= Task brief =
Pick out each line below that contains the word "railing", and copy those lines.

--- start ---

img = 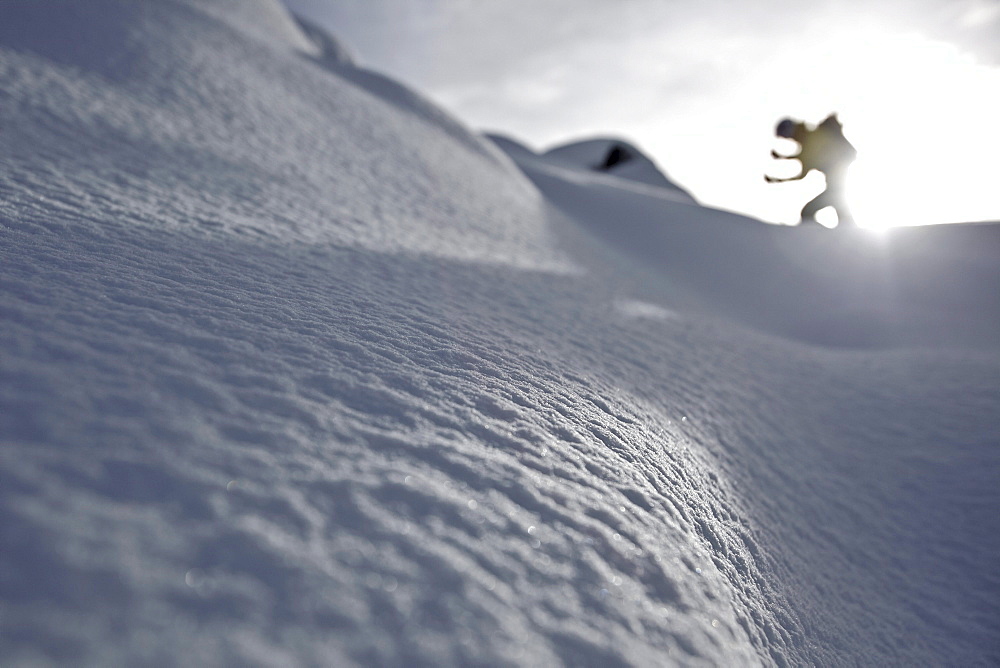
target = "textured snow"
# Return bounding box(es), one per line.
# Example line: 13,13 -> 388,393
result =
0,0 -> 1000,666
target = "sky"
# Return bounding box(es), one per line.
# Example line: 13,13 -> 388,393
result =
286,0 -> 1000,227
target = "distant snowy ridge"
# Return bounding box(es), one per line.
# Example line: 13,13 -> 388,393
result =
494,137 -> 1000,348
0,0 -> 1000,666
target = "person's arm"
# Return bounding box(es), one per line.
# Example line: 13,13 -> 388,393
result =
764,167 -> 809,183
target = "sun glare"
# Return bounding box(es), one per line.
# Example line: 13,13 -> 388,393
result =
672,19 -> 1000,228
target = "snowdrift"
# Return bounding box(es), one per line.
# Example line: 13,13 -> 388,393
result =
0,0 -> 1000,666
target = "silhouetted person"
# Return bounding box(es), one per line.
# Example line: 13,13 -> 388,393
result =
764,114 -> 858,226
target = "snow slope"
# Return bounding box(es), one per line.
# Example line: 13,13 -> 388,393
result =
0,0 -> 1000,666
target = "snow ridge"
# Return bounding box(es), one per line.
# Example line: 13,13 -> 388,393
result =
0,0 -> 1000,666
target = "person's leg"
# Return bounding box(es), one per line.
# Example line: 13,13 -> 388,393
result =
799,190 -> 839,225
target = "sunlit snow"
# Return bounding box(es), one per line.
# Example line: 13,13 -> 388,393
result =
0,0 -> 1000,666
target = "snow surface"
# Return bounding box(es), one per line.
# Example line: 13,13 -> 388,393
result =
0,0 -> 1000,666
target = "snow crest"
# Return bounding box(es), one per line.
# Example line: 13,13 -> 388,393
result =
0,0 -> 1000,666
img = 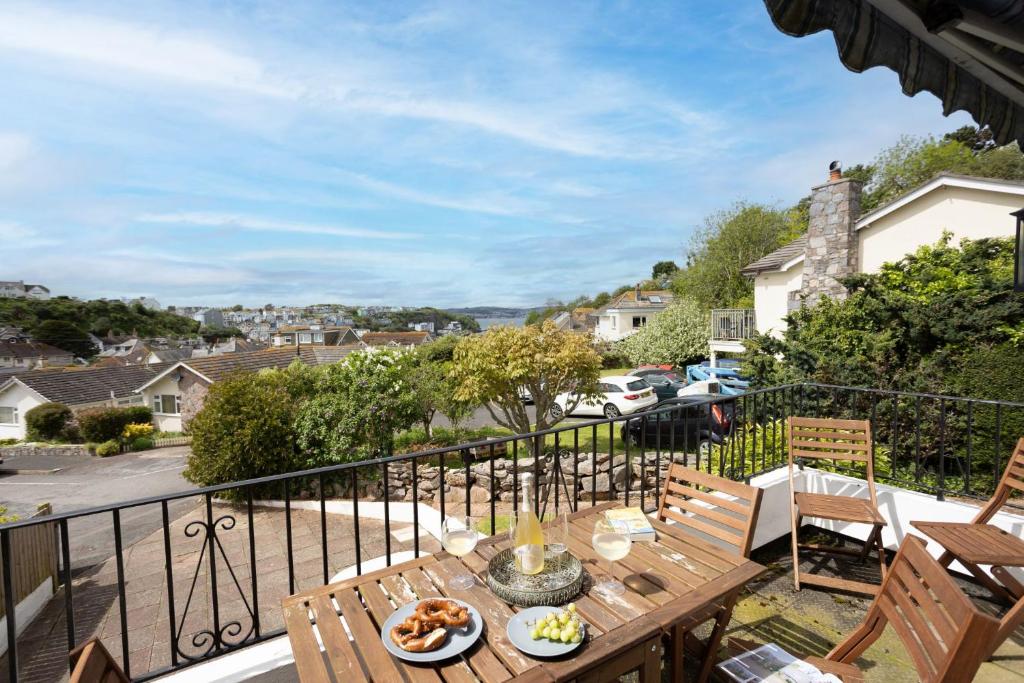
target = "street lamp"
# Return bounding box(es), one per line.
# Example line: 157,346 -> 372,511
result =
1010,209 -> 1024,292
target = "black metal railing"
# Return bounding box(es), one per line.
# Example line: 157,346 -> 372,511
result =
0,383 -> 1024,682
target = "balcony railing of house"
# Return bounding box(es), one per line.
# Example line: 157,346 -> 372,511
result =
0,382 -> 1024,682
711,308 -> 757,341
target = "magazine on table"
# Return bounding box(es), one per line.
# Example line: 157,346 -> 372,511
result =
604,508 -> 656,541
718,644 -> 842,683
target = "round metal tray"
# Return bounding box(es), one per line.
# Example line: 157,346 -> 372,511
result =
487,547 -> 583,607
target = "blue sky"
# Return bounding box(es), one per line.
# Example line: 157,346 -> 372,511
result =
0,0 -> 970,306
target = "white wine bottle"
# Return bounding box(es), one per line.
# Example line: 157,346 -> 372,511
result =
512,473 -> 544,574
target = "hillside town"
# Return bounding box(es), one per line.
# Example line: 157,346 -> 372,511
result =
0,0 -> 1024,683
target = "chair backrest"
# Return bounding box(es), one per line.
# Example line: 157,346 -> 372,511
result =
657,463 -> 764,557
973,436 -> 1024,524
825,536 -> 999,682
69,638 -> 131,683
786,417 -> 879,505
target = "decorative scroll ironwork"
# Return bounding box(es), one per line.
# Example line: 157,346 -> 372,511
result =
174,515 -> 256,661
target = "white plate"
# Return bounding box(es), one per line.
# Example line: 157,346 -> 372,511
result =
381,598 -> 483,661
505,607 -> 587,657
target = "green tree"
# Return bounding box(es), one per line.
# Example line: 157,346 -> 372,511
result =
296,348 -> 421,463
673,202 -> 801,309
452,322 -> 601,434
617,299 -> 711,367
183,373 -> 304,496
32,321 -> 96,358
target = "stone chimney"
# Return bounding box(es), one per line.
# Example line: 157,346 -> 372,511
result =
790,161 -> 862,309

--- end ---

= Completed task =
target = "black metal railing"
target = "balcony railing of house"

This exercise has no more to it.